Exercise description:
Count the lines of the records that follow which contain the string "below". Reply with that number alone.

Task input:

================

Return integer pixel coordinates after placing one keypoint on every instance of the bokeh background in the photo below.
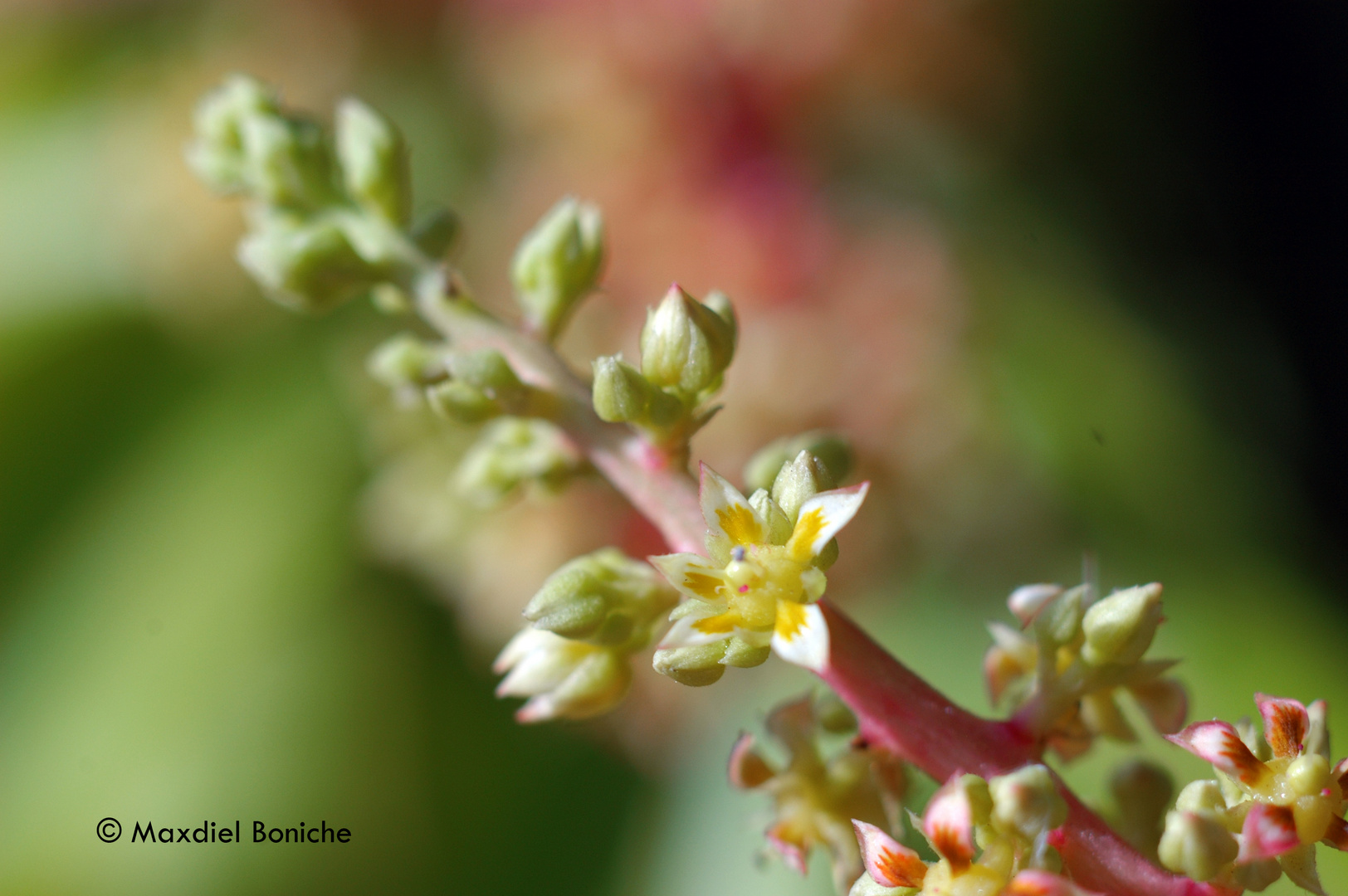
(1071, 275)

================

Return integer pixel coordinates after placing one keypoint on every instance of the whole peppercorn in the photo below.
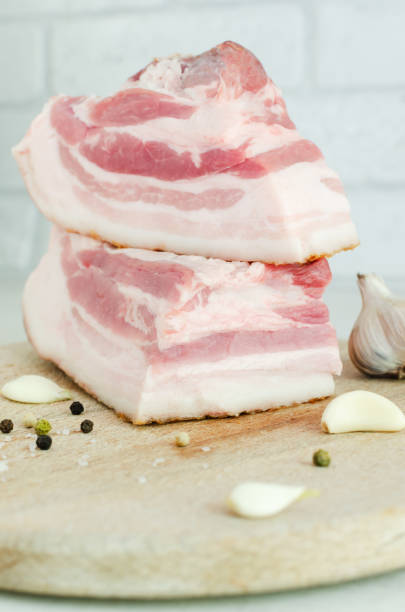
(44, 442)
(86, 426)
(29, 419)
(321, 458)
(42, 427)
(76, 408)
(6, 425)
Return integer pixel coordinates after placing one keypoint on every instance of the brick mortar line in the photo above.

================

Expected output:
2